# HP Start-up Problem



## lhassi (Oct 19, 2007)

Hello,

So I've got a problem, which is pretty much beyond me; no idea what could be causing it. :4-dontkno

Maybe some of you know what could be causing it.

Problem: HP Laptop does not always start up :upset:

Computer: 
- HP Pavilion dv9000ea
- Vista Home Premium (32b)
- AMD Turion 64 x2 1.6gh
- 2gb DDR2

So, what is happening is, that when the computer is off and I try and turn it on from the power button about 50% of the time this ends up in the computer not starting up. Rather, what happens is that the power does go on, the media buttons light up, the fan goes on, but the screen stays completely black. When this happens the laptop if on for about 5-10 seconds after which it turns off again. When it turns off, it starts up on its own again, after about 2s of being down. So it is infact trying to start up again, on its own. 

This on-off-on is repeated untill the power button is pressed until the laptop shuts down completely, or sometimes it starts up normally on its own after a few tries on it own (not often). Usually though, i have to press the power button myself to turn it off and back on until a normal star up follows. Strange eh? 

Nothing seems to be matter with the power supply, since the cord has a light to indicate power, and that light is on. 

Could this be with the ventilation? I have vacuumed it, but the laptop does heat up quite a lot at times. I have not opened the laptop for a full clean though, maybe a good idea.

Any help would be appreciated.

Thank you

Lauri


----------



## TriggerFinger (Jan 30, 2008)

hi lhassi,

try running *CHKDSK* . for more information on how to do this in Vista, check this document out:

http://www.vistax64.com/tutorials/67612-check-disk-chkdsk.html


----------

(Stated exercise 1) Translate this sentence from the HP laptop thread into Spanish: "I have vacuumed it, but the laptop does heat up quite a lot at times."
The records that follow have no connection to the thread.

(Data excerpts)
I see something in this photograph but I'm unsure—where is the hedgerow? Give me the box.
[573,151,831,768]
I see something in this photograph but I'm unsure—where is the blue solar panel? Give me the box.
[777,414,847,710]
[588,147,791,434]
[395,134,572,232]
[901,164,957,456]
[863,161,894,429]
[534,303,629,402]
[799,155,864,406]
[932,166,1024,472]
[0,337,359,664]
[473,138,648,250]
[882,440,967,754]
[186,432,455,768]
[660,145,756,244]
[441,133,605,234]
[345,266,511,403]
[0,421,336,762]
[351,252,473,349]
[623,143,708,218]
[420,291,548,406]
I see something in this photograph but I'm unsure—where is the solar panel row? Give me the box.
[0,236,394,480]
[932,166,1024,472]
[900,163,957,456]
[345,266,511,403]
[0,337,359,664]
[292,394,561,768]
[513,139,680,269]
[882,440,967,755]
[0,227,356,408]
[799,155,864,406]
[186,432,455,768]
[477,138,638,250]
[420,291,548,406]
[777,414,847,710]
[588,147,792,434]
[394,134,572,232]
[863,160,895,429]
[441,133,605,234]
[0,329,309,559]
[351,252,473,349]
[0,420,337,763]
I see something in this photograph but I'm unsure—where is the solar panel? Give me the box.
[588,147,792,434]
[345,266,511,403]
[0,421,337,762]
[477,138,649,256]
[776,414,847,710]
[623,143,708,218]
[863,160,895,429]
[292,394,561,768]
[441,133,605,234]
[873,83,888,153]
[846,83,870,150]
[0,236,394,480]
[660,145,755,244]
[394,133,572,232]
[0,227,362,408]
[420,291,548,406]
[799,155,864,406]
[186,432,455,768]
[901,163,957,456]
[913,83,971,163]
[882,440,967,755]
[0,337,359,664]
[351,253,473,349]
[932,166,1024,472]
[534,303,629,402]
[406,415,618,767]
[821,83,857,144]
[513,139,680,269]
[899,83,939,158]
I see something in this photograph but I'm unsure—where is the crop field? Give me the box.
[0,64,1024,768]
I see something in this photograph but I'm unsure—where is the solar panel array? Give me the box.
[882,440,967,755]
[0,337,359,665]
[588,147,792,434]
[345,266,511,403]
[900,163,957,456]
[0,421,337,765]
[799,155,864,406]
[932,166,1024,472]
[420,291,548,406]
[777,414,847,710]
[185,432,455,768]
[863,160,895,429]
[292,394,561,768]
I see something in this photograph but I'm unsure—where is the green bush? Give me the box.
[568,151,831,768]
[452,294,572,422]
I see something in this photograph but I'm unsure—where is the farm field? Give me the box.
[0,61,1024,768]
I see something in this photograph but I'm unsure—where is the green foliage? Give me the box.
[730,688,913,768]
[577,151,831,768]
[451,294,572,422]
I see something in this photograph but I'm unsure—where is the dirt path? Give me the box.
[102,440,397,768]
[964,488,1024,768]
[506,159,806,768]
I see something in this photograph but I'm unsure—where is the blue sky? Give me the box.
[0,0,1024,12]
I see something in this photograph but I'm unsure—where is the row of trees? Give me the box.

* * *

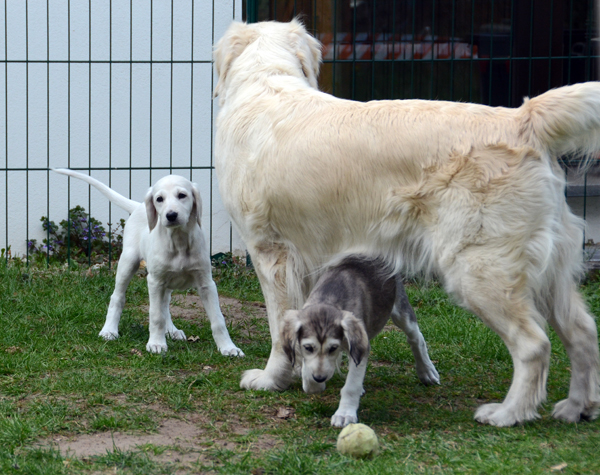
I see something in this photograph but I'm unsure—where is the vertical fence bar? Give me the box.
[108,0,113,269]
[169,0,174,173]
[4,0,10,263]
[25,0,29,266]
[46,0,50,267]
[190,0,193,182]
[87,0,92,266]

(Stated exercise 2) Echo the lines of the records, starting with the line with "crop field? Give me the box." and going on through the line with "[451,294,572,422]". Give only those lines.

(Final answer 1) La he aspirado, pero a veces el portátil se calienta bastante.

(Final answer 2)
I see something in this photograph but I'm unsure—where is the crop field? Give me the box.
[0,64,1024,768]
I see something in this photograph but I'm unsure—where is the solar panel array? Give me the box.
[882,440,967,755]
[0,337,359,665]
[588,147,792,434]
[345,266,511,403]
[900,163,957,456]
[0,421,337,765]
[799,155,864,406]
[932,166,1024,472]
[420,291,548,406]
[777,414,847,710]
[185,432,455,768]
[863,160,895,429]
[292,394,561,768]
I see something in this photograph but I'm unsure—where is the green bush? Give me the box.
[568,151,831,768]
[452,294,572,422]
I see something in this photograph but I'm unsure—where is the farm field? Give me the box.
[0,61,1024,768]
I see something in this photograph but I'm unsure—where is the green foliage? Give me the box.
[730,688,913,768]
[577,151,831,768]
[451,294,572,422]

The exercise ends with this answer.